▸ **Task**:
Transcribe each record exactly as it appears.

(Spatial localization data)
+===+

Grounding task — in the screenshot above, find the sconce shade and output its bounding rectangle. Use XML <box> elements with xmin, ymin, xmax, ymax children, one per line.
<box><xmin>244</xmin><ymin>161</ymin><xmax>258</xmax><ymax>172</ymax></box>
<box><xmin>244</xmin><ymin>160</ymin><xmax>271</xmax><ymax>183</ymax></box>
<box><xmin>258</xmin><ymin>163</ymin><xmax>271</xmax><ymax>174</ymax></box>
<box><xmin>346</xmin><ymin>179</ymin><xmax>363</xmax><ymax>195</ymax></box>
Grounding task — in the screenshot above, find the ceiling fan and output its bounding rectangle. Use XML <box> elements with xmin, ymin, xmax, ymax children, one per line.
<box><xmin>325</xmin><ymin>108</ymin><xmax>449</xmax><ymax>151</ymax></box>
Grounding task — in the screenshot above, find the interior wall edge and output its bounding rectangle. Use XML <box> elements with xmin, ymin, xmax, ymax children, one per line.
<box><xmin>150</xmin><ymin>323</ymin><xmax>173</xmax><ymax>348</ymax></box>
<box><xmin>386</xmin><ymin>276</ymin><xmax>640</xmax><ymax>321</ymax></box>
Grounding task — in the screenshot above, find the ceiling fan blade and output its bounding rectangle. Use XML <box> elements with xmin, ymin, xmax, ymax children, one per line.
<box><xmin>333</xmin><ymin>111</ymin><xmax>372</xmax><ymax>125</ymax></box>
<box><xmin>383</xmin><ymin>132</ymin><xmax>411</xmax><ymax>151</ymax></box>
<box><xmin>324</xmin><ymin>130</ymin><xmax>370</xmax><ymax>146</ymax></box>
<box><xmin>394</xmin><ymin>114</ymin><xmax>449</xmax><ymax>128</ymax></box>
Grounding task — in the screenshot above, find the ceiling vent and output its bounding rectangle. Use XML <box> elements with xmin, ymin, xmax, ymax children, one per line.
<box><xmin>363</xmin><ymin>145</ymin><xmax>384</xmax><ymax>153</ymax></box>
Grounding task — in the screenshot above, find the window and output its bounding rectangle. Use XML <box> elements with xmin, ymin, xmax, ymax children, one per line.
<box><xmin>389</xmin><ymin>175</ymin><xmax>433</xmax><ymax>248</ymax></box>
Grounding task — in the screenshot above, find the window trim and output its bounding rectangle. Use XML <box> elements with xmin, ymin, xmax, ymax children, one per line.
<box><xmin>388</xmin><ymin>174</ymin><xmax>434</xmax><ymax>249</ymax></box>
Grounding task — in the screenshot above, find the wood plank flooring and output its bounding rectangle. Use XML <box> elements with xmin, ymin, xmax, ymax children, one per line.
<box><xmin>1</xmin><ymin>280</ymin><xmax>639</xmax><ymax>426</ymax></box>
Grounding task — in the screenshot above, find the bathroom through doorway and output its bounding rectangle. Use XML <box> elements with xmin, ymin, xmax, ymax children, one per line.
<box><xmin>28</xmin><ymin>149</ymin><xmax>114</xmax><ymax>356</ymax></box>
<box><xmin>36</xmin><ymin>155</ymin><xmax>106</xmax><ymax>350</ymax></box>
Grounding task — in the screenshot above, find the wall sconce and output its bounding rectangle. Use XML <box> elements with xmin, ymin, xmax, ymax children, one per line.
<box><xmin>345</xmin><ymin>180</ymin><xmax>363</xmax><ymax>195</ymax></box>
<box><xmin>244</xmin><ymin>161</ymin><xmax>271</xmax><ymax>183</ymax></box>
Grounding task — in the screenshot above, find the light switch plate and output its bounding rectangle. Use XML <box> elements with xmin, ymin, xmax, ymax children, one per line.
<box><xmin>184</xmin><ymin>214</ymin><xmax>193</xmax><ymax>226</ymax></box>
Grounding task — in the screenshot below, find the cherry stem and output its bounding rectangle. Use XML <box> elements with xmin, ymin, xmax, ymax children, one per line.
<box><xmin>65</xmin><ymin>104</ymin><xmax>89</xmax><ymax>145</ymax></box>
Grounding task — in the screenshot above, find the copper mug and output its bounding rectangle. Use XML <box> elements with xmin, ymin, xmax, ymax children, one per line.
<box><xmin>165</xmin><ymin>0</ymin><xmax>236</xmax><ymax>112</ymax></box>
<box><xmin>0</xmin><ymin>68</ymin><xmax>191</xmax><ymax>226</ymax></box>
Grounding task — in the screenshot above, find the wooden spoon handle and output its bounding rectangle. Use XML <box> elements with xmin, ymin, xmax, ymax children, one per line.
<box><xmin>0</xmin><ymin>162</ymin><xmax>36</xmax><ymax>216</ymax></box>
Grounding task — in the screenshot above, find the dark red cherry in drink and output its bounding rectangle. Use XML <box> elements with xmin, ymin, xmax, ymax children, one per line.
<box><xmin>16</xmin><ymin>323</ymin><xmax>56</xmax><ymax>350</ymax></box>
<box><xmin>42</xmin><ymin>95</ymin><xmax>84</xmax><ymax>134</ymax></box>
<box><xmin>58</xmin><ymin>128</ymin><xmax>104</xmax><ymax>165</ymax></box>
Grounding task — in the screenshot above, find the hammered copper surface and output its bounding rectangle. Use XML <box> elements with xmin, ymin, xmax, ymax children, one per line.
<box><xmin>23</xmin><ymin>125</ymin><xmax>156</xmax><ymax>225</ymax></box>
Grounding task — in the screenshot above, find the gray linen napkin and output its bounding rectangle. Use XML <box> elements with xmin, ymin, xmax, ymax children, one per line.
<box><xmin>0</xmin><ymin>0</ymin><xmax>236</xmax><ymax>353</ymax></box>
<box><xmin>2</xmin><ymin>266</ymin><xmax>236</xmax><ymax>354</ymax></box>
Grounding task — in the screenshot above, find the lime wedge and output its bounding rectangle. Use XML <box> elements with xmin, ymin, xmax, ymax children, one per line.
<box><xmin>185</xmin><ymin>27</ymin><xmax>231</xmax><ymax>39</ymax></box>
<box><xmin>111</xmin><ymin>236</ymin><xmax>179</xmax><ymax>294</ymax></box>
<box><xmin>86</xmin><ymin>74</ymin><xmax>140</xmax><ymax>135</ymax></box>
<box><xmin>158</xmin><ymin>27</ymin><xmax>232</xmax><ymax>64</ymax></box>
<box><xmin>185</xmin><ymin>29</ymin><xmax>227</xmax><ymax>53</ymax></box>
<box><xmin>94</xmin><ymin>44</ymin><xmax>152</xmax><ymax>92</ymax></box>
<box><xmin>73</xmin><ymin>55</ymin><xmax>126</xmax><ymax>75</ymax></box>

+===+

▸ **Reply**:
Grounding task — in the screenshot above, find the sconce shade and output its bounding rectangle. Use XML <box> elements with xmin, ymin, xmax, ymax children, one per line.
<box><xmin>244</xmin><ymin>161</ymin><xmax>258</xmax><ymax>172</ymax></box>
<box><xmin>244</xmin><ymin>160</ymin><xmax>271</xmax><ymax>183</ymax></box>
<box><xmin>258</xmin><ymin>163</ymin><xmax>271</xmax><ymax>174</ymax></box>
<box><xmin>346</xmin><ymin>179</ymin><xmax>363</xmax><ymax>195</ymax></box>
Grounding task — in the screenshot above, find the ceiling fan and output its bounding rectangle. Use XML <box> elements with xmin, ymin, xmax, ymax children, one per line.
<box><xmin>325</xmin><ymin>108</ymin><xmax>449</xmax><ymax>151</ymax></box>
Grounding task — in the screenshot above, find the interior wall edge and output its bounding rectangle. Use XML <box> elements with xmin, ymin, xmax, ymax children, one per line.
<box><xmin>150</xmin><ymin>323</ymin><xmax>173</xmax><ymax>348</ymax></box>
<box><xmin>386</xmin><ymin>276</ymin><xmax>640</xmax><ymax>321</ymax></box>
Grounding task — in the screenshot above, find the ceiling fan blade and output its bounding rectangle. Use XML <box> elements with xmin, ymin, xmax, ymax children, one per line.
<box><xmin>333</xmin><ymin>111</ymin><xmax>372</xmax><ymax>125</ymax></box>
<box><xmin>383</xmin><ymin>132</ymin><xmax>411</xmax><ymax>151</ymax></box>
<box><xmin>324</xmin><ymin>130</ymin><xmax>370</xmax><ymax>146</ymax></box>
<box><xmin>394</xmin><ymin>114</ymin><xmax>449</xmax><ymax>128</ymax></box>
Grounding task — in the screenshot above, find the ceiling vent and output its bounding rectangle. Use XML <box> elements with xmin, ymin, xmax, ymax children, one per line.
<box><xmin>363</xmin><ymin>145</ymin><xmax>384</xmax><ymax>153</ymax></box>
Grounding task — in the screenshot above, find the window and output its bounding rectangle. Use XML <box> elements with xmin, ymin, xmax, ymax children, one per line.
<box><xmin>389</xmin><ymin>175</ymin><xmax>433</xmax><ymax>248</ymax></box>
Grounding task — in the screenshot above, find the window trim and output its bounding rectangle. Use XML <box> elements with xmin, ymin, xmax, ymax children, one per line.
<box><xmin>388</xmin><ymin>174</ymin><xmax>434</xmax><ymax>249</ymax></box>
Grounding task — in the screenshot above, find the wood plank flooring and output its bounding rectangle. Use XML <box> elements with xmin, ymin, xmax, ymax children, one per line.
<box><xmin>1</xmin><ymin>280</ymin><xmax>639</xmax><ymax>426</ymax></box>
Grounding task — in the screenshot above, find the bathroom through doorway and output its bounding rectangle. Use XML <box> elements with xmin, ymin, xmax, ymax children, one per line.
<box><xmin>28</xmin><ymin>149</ymin><xmax>114</xmax><ymax>356</ymax></box>
<box><xmin>36</xmin><ymin>155</ymin><xmax>106</xmax><ymax>350</ymax></box>
Grounding task — in the screenshot above, find the wall sconce and output its bounding rectangle. Use XML <box> elements with xmin, ymin, xmax, ymax children, one per line.
<box><xmin>345</xmin><ymin>180</ymin><xmax>363</xmax><ymax>195</ymax></box>
<box><xmin>244</xmin><ymin>161</ymin><xmax>271</xmax><ymax>183</ymax></box>
Grounding task — in the screenshot above, find the light switch plate and output its bounding rectangle. Use XML <box> elements with xmin, ymin, xmax, ymax children, one per line.
<box><xmin>184</xmin><ymin>214</ymin><xmax>193</xmax><ymax>226</ymax></box>
Grounding task — in the screenshot below, find the cherry stem and output its bounding rectangle. Use XML <box> elements with xmin, ymin, xmax, ymax children, one per line.
<box><xmin>65</xmin><ymin>104</ymin><xmax>89</xmax><ymax>145</ymax></box>
Grounding task — in the screenshot above, find the copper mug and output its bounding rectangle. Use XML <box> elements with xmin, ymin, xmax, ymax children, one per line.
<box><xmin>165</xmin><ymin>0</ymin><xmax>236</xmax><ymax>112</ymax></box>
<box><xmin>0</xmin><ymin>68</ymin><xmax>191</xmax><ymax>226</ymax></box>
Grounding task — in the screenshot above, find the wooden spoon handle and output its bounding rectangle. Use XML <box> elements with xmin, ymin, xmax, ymax children, one per line.
<box><xmin>0</xmin><ymin>162</ymin><xmax>36</xmax><ymax>216</ymax></box>
Grounding task — in the screenshot above, find the dark red cherry in drink and output its bounding rectangle. Use XML <box> elements with xmin, ymin, xmax, ymax children, one per line.
<box><xmin>16</xmin><ymin>323</ymin><xmax>56</xmax><ymax>350</ymax></box>
<box><xmin>42</xmin><ymin>95</ymin><xmax>84</xmax><ymax>134</ymax></box>
<box><xmin>58</xmin><ymin>128</ymin><xmax>104</xmax><ymax>165</ymax></box>
Grounding task — in the screenshot above, find the hammered copper surface and output its bounding rectangle. Use XML <box> elements with xmin, ymin, xmax, ymax children, one per line.
<box><xmin>23</xmin><ymin>125</ymin><xmax>156</xmax><ymax>225</ymax></box>
Grounding task — in the screenshot above, find the gray linen napkin and output its bounding rectangle. Use XML <box> elements with xmin, ymin, xmax, ymax children, one per line.
<box><xmin>0</xmin><ymin>0</ymin><xmax>236</xmax><ymax>353</ymax></box>
<box><xmin>2</xmin><ymin>266</ymin><xmax>236</xmax><ymax>354</ymax></box>
Grounding task — in the screenshot above, find the lime wedge and output its bounding rectangle. Use XML <box> elements with xmin, ymin, xmax, ymax children, one per line.
<box><xmin>185</xmin><ymin>27</ymin><xmax>231</xmax><ymax>39</ymax></box>
<box><xmin>111</xmin><ymin>236</ymin><xmax>179</xmax><ymax>294</ymax></box>
<box><xmin>86</xmin><ymin>74</ymin><xmax>140</xmax><ymax>135</ymax></box>
<box><xmin>158</xmin><ymin>27</ymin><xmax>232</xmax><ymax>64</ymax></box>
<box><xmin>185</xmin><ymin>29</ymin><xmax>227</xmax><ymax>53</ymax></box>
<box><xmin>94</xmin><ymin>44</ymin><xmax>152</xmax><ymax>92</ymax></box>
<box><xmin>73</xmin><ymin>55</ymin><xmax>126</xmax><ymax>75</ymax></box>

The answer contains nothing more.